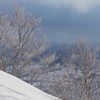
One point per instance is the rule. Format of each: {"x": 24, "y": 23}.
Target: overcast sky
{"x": 65, "y": 20}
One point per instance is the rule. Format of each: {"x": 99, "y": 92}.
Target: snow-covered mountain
{"x": 12, "y": 88}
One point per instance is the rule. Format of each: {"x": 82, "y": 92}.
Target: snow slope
{"x": 12, "y": 88}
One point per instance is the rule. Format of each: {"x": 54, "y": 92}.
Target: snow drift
{"x": 12, "y": 88}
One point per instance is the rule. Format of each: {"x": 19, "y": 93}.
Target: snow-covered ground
{"x": 12, "y": 88}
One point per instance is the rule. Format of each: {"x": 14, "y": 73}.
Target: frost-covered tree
{"x": 21, "y": 43}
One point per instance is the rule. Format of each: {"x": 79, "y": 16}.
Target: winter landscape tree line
{"x": 22, "y": 54}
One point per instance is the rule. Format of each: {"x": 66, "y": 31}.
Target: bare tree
{"x": 19, "y": 40}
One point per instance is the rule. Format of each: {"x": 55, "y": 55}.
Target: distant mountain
{"x": 12, "y": 88}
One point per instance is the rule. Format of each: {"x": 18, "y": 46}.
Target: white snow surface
{"x": 12, "y": 88}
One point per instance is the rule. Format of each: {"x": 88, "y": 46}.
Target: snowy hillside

* * * * *

* _Problem description_
Every entry, word for word: repeat it, but skip the images.

* _Problem solution_
One point per instance is the rule. Format of each: {"x": 24, "y": 23}.
Target: overcast sky
{"x": 65, "y": 20}
One point per instance is the rule. Format of each: {"x": 99, "y": 92}.
Target: snow-covered mountain
{"x": 12, "y": 88}
One point per instance is the rule. Format of each: {"x": 82, "y": 92}.
Target: snow slope
{"x": 12, "y": 88}
One point per instance is the rule. Format of each: {"x": 54, "y": 92}.
Target: snow drift
{"x": 12, "y": 88}
One point per instance is the rule. Format of each: {"x": 19, "y": 93}.
Target: snow-covered ground
{"x": 12, "y": 88}
One point per instance is the rule. Format of each: {"x": 14, "y": 73}.
Target: frost-covered tree
{"x": 21, "y": 43}
One point per instance is the rule. Format of each: {"x": 79, "y": 16}.
Target: winter landscape tree line
{"x": 22, "y": 54}
One point per instance is the rule. Format of each: {"x": 66, "y": 31}.
Target: bare tree
{"x": 19, "y": 40}
One point per instance is the rule. Format of each: {"x": 55, "y": 55}.
Target: distant mountain
{"x": 12, "y": 88}
One point per instance is the rule. Format of each: {"x": 18, "y": 46}.
Target: white snow surface
{"x": 12, "y": 88}
One point per instance is the rule. Format of each: {"x": 88, "y": 46}.
Target: snowy hillside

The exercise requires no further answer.